◆ Problem to work on
Lines before the one containing "Where can the clear" are excluded; reproduce that line and all lines after it in the entries below, exactly.
Material provided start
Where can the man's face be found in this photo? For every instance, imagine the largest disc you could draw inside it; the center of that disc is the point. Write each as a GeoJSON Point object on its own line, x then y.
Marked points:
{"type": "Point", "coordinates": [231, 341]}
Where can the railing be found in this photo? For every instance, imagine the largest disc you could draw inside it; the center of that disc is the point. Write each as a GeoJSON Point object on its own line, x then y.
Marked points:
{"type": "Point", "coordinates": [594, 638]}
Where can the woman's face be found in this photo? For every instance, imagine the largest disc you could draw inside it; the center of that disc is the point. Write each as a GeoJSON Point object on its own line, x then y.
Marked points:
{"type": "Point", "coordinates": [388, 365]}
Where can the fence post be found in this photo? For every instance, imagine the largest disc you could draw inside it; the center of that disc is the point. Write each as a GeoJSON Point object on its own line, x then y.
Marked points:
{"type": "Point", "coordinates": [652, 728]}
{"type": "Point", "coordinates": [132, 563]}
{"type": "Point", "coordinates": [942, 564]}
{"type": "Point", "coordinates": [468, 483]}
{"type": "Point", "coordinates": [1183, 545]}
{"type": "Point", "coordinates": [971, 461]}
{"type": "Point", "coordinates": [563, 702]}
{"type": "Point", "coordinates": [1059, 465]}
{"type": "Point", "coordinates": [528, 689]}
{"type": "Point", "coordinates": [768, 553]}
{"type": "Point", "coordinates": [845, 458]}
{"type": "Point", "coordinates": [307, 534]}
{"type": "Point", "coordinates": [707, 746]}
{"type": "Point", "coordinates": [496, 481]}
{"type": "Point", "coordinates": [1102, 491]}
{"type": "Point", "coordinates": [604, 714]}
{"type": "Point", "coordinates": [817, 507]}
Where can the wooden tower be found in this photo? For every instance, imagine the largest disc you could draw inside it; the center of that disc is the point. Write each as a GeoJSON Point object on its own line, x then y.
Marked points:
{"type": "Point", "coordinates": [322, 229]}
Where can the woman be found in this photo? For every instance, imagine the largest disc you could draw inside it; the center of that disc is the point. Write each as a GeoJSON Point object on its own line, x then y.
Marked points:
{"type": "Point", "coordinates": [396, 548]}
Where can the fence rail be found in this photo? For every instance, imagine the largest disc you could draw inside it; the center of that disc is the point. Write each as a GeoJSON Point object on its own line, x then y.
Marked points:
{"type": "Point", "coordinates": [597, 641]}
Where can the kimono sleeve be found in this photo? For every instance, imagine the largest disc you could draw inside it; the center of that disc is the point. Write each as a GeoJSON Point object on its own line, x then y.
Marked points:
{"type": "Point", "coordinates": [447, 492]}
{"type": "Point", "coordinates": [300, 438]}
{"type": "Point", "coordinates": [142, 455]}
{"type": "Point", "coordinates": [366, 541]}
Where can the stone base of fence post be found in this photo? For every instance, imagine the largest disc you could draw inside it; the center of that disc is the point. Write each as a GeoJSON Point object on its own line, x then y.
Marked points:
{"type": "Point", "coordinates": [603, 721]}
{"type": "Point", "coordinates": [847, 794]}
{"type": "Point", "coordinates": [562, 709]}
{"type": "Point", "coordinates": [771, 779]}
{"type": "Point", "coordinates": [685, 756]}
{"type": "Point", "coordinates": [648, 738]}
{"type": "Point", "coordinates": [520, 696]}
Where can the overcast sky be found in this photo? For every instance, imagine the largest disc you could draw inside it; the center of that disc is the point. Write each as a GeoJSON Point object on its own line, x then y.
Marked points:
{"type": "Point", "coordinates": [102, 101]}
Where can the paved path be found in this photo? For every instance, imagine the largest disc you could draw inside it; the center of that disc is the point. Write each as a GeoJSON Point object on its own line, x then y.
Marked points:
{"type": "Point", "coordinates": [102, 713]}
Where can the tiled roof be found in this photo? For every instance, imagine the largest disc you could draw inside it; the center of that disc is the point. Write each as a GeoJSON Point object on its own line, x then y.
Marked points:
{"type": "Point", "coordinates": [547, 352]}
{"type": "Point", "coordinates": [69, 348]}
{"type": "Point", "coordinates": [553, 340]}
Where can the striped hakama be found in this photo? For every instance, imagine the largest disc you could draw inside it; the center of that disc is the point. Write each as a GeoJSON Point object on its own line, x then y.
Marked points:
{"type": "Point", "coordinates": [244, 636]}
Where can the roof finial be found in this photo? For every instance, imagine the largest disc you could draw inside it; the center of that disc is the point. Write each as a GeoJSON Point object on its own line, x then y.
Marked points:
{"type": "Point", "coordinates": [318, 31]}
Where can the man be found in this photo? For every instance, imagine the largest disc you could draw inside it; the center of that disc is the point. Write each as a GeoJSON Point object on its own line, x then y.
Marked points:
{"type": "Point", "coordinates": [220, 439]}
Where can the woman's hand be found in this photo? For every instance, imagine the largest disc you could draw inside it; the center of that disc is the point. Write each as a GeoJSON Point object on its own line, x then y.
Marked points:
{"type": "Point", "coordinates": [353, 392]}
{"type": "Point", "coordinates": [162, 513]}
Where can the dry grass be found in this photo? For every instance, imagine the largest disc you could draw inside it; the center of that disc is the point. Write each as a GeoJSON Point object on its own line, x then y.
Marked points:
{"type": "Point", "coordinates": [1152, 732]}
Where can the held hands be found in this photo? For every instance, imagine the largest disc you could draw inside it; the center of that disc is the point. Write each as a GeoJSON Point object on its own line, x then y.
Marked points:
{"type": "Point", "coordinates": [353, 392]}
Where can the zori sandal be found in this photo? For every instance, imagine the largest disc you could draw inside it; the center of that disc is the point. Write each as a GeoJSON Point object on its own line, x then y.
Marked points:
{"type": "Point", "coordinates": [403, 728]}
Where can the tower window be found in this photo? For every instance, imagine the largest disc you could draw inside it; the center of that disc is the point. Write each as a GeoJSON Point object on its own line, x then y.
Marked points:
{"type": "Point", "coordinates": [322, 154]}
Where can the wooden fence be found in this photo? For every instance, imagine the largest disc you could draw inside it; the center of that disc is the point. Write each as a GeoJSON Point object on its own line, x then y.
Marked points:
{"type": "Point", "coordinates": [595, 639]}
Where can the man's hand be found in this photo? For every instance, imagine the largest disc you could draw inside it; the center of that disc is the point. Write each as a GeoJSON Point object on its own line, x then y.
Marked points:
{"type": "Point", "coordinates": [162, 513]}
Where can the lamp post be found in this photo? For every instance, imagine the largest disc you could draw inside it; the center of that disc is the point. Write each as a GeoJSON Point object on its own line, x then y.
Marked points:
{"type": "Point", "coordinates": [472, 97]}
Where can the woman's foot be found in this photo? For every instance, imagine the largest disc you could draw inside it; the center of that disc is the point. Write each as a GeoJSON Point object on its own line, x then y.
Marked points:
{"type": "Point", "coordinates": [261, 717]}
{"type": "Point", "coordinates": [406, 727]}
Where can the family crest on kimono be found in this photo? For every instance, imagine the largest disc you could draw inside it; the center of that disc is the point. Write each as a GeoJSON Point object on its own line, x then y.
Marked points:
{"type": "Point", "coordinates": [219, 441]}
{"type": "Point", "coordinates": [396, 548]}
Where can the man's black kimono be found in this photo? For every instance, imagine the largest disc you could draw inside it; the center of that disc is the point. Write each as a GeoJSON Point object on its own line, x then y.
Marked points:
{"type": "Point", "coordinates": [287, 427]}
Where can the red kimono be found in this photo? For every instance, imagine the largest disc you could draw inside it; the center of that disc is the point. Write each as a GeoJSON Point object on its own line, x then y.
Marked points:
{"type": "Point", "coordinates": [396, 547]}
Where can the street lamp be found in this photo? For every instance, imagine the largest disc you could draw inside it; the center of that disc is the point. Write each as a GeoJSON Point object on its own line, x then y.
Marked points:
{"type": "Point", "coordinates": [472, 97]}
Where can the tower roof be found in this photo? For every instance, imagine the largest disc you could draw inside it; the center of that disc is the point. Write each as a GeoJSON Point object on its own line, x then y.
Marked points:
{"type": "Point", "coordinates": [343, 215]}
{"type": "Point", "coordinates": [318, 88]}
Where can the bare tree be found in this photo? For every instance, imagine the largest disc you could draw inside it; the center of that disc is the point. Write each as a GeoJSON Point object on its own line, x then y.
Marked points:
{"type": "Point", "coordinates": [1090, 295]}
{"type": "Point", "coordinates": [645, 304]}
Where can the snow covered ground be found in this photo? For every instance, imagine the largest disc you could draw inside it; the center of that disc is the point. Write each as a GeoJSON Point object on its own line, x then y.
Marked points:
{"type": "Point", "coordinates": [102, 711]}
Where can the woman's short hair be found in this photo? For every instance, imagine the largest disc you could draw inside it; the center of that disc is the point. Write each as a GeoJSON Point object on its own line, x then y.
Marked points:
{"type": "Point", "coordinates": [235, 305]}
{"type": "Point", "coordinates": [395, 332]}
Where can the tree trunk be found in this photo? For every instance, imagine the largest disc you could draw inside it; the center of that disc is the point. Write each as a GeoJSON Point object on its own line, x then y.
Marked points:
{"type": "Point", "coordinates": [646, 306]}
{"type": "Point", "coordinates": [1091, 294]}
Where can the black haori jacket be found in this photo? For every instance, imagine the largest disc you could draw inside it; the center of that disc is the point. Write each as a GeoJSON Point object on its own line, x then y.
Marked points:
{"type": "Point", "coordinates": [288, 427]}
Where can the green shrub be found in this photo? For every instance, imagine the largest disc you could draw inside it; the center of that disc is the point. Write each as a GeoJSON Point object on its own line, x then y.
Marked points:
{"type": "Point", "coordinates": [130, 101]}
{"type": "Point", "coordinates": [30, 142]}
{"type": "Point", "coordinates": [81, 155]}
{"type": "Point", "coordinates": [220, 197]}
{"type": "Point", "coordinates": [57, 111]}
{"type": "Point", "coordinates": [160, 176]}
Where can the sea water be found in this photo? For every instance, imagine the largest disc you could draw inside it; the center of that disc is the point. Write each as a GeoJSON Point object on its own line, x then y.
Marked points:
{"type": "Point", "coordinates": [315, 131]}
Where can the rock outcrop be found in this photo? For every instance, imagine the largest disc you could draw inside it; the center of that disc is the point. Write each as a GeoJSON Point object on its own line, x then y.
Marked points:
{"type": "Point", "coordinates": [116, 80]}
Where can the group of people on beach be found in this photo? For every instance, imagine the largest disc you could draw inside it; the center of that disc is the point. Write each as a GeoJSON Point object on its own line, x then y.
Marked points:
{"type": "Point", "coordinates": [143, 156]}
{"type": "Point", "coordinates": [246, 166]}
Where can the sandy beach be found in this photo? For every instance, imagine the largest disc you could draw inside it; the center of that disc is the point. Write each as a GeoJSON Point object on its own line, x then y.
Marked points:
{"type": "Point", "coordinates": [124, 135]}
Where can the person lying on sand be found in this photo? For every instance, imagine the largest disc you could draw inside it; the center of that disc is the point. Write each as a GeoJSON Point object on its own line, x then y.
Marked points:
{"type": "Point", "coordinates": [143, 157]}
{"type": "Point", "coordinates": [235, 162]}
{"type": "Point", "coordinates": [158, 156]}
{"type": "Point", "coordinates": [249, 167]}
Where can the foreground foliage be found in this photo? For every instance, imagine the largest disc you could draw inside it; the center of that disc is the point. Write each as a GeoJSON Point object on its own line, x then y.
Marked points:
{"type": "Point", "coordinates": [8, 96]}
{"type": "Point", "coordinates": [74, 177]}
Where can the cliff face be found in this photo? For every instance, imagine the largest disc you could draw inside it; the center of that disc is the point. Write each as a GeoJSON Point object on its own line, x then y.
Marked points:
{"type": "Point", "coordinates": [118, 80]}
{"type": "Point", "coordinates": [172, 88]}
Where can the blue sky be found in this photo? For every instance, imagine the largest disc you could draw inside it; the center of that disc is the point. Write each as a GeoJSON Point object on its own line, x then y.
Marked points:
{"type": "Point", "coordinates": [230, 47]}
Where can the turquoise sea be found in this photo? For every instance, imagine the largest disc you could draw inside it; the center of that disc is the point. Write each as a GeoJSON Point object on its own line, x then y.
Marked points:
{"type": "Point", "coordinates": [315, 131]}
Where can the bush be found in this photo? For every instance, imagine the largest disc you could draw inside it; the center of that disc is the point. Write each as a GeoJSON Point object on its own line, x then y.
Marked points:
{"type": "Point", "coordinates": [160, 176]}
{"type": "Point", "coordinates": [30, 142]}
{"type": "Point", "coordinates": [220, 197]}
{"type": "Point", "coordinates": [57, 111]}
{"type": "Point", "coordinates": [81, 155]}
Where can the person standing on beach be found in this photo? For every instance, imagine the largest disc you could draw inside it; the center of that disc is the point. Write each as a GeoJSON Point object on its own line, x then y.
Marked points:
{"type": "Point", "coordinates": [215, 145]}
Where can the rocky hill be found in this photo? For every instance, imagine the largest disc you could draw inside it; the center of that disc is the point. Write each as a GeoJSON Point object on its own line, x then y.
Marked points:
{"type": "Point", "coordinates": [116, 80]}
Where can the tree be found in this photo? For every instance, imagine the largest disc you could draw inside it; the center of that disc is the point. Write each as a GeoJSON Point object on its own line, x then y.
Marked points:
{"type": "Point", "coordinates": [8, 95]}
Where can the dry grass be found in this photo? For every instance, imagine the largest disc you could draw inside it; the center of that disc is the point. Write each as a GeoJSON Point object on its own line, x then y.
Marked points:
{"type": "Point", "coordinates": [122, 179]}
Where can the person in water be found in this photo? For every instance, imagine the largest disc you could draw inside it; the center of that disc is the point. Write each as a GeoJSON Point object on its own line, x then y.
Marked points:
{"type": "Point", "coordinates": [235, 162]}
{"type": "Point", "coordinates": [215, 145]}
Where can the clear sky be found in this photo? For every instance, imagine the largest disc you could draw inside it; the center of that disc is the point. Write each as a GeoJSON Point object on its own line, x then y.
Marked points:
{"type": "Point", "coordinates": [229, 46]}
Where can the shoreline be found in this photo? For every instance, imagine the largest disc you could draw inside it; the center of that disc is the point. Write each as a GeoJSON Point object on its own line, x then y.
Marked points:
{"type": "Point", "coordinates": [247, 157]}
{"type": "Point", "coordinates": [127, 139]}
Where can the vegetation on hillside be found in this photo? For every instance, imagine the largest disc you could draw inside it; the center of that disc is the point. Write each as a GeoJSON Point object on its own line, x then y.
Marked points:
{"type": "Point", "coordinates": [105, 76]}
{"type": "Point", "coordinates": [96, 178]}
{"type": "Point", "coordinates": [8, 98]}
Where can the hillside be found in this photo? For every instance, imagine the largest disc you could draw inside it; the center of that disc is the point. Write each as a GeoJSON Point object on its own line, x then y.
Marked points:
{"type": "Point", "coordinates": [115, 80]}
Material provided end
◆ Output for this exercise
Where can the clear sky be found in this photo? For every instance, imagine the largest disc you could draw inside it; the center of that disc is the point. Write each as a GeoJSON Point object on its own line, x then y.
Marked points:
{"type": "Point", "coordinates": [229, 46]}
Where can the shoreline be found in this photo? For every instance, imagine the largest disc you could draw inside it; the center of that disc is the point. Write each as a GeoJSON Point object on its own line, x then y.
Marked points:
{"type": "Point", "coordinates": [247, 157]}
{"type": "Point", "coordinates": [127, 139]}
Where can the vegetation on hillside be found in this photo? For every instance, imagine the largest disc you could draw inside it; the center of that disc is the point. Write each as a GeoJSON Point object on its own line, x then y.
Marked points:
{"type": "Point", "coordinates": [105, 76]}
{"type": "Point", "coordinates": [96, 178]}
{"type": "Point", "coordinates": [8, 98]}
Where can the hillside be found in this photo? For every instance, imagine the largest disc you could draw inside it; the center of that disc is the point. Write each as a GeoJSON Point object on its own line, x then y.
Marked points:
{"type": "Point", "coordinates": [115, 80]}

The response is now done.